*INSTRUCTIONS TO FOLLOW*: Reproduce the listing from its start through the line holding "[690,345,768,367]", inclusive, substituting "broadleaf tree" for "leafy tree" and changing nothing else. Omit the pictures from your output.

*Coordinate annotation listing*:
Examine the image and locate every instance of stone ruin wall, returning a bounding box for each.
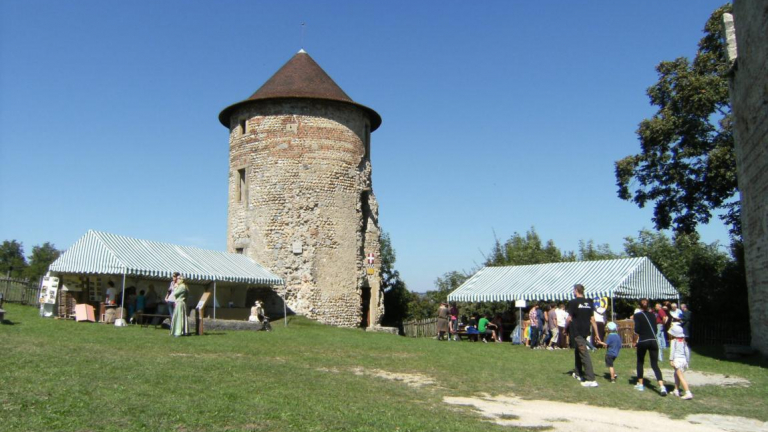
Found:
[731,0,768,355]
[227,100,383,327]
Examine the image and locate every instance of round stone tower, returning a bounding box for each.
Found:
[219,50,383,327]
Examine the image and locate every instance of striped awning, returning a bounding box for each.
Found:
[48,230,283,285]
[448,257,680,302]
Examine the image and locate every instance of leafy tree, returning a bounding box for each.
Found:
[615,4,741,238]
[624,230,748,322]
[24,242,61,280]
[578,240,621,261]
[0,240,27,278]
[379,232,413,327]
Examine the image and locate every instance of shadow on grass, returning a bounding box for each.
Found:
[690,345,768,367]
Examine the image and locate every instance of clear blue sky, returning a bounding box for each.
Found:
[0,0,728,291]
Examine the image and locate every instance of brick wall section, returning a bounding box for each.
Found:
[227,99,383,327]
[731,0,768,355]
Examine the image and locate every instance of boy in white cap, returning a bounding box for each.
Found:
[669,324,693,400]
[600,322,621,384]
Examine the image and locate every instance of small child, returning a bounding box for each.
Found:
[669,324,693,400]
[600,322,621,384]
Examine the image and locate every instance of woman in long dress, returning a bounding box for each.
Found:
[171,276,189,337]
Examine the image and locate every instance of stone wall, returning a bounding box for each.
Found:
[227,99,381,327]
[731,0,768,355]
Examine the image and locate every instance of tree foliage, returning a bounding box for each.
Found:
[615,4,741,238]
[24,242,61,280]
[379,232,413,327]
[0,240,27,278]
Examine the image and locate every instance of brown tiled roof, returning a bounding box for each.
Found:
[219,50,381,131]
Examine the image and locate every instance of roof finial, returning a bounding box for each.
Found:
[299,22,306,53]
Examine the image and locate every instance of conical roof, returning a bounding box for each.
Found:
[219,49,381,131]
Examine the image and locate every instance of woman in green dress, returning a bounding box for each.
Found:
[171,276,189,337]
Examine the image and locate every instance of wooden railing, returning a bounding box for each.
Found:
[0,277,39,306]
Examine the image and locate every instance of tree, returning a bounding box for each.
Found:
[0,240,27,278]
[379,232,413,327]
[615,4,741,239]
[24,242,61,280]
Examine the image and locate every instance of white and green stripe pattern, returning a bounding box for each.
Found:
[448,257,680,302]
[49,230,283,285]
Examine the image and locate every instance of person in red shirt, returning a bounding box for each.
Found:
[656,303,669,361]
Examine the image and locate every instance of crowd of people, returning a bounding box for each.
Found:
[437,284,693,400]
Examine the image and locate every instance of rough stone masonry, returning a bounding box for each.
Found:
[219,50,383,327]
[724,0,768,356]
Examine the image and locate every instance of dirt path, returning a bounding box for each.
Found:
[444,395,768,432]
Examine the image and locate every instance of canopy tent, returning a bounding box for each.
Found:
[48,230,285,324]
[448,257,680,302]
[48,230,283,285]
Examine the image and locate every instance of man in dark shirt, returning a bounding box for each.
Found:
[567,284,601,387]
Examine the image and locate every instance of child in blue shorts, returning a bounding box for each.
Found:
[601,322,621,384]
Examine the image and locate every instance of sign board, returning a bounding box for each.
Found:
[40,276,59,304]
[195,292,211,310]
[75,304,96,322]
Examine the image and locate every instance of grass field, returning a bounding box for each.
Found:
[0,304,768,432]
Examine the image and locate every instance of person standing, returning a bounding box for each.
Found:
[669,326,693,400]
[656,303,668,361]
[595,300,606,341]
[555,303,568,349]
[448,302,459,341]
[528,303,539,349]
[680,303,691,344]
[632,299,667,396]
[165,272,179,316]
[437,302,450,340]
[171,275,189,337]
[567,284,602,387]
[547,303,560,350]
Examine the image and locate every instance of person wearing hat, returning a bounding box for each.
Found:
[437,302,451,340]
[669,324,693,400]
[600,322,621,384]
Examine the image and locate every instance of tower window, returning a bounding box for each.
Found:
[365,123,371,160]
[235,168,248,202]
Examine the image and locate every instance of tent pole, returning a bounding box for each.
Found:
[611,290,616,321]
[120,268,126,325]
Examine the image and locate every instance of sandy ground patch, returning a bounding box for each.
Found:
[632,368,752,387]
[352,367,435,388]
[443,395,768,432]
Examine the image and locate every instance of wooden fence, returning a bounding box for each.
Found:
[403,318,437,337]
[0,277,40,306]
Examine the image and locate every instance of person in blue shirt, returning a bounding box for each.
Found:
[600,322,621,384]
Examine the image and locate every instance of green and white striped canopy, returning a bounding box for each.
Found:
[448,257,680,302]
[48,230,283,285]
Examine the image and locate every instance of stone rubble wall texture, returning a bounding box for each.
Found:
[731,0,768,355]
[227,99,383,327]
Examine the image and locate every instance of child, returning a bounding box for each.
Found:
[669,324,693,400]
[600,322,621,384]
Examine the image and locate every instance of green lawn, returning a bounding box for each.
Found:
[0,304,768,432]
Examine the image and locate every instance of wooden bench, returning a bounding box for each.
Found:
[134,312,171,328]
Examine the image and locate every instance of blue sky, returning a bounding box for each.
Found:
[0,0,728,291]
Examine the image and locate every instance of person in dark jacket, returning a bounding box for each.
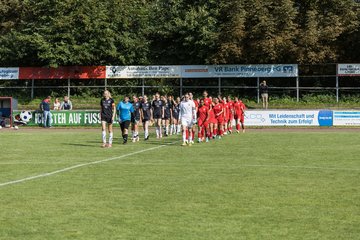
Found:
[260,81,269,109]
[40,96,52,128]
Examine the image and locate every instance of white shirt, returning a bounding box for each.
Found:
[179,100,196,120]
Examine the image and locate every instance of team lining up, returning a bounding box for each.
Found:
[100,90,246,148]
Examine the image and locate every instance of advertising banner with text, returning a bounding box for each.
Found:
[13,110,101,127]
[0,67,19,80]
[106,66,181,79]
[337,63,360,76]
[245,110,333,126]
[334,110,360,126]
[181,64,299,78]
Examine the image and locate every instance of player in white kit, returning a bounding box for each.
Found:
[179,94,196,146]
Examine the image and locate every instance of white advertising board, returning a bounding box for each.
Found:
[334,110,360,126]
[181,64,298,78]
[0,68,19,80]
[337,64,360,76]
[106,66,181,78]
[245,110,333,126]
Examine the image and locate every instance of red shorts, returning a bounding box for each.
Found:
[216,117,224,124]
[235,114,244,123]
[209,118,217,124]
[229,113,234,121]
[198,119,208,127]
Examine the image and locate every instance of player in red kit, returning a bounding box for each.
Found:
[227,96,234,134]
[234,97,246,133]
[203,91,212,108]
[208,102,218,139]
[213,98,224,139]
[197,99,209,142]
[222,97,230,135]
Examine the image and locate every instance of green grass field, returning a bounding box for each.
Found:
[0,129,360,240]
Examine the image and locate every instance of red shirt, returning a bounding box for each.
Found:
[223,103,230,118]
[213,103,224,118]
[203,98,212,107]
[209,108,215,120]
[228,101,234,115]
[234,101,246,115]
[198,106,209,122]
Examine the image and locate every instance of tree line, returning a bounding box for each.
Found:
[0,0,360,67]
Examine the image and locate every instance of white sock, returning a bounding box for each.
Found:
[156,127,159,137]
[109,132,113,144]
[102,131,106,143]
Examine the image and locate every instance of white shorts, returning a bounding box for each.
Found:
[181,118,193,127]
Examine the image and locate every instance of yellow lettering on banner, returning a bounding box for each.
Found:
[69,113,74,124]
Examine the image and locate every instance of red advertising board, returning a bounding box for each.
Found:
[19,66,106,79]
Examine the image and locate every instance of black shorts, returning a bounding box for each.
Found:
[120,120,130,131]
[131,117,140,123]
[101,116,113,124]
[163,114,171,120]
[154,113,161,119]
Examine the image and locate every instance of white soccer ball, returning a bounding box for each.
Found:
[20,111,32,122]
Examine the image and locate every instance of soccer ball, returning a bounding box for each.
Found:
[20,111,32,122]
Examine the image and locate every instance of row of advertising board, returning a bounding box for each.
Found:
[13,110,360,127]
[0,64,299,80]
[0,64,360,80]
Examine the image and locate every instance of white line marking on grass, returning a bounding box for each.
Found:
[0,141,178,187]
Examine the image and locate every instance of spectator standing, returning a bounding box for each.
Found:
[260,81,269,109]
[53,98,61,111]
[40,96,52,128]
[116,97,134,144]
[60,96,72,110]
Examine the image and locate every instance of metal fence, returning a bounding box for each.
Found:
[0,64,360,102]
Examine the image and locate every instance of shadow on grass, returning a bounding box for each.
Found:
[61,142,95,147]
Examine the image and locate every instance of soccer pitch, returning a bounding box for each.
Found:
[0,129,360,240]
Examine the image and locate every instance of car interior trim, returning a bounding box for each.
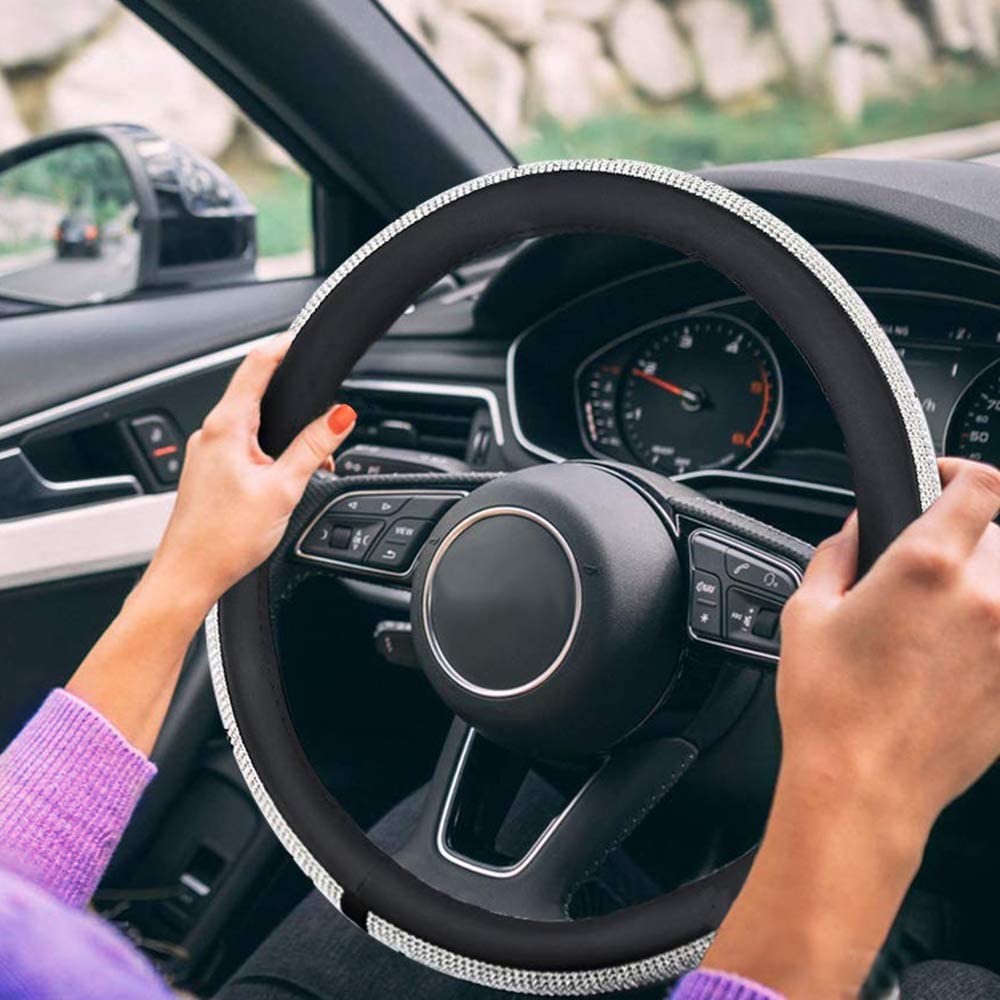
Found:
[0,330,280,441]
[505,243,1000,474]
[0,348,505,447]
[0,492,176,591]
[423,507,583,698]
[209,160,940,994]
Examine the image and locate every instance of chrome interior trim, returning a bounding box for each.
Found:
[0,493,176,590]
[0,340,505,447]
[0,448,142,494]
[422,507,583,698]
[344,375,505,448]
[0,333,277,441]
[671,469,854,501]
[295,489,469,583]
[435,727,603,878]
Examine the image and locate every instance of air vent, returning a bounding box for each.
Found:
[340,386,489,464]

*OUTPUT FOR THIS EXERCISE*:
Examine the image and locate every instance of stone ruin wall, returning a bounding box for each.
Found:
[731,0,768,355]
[227,100,383,327]
Examine the image and locate every instance of round stone tower, returning a bounding box for each.
Found:
[219,50,383,327]
Examine the image and locate every instance of striped awning, returning a bounding box for each.
Found:
[48,230,283,285]
[448,257,680,302]
Examine the image and locate every instance of broadleaf tree, returning a bounding box for each.
Found:
[615,4,741,238]
[624,230,748,322]
[24,242,61,280]
[578,240,621,261]
[0,240,27,278]
[379,232,413,327]
Examine the image and locate every instance of shadow on grass, returning a bounding box for each.
Found:
[690,345,768,367]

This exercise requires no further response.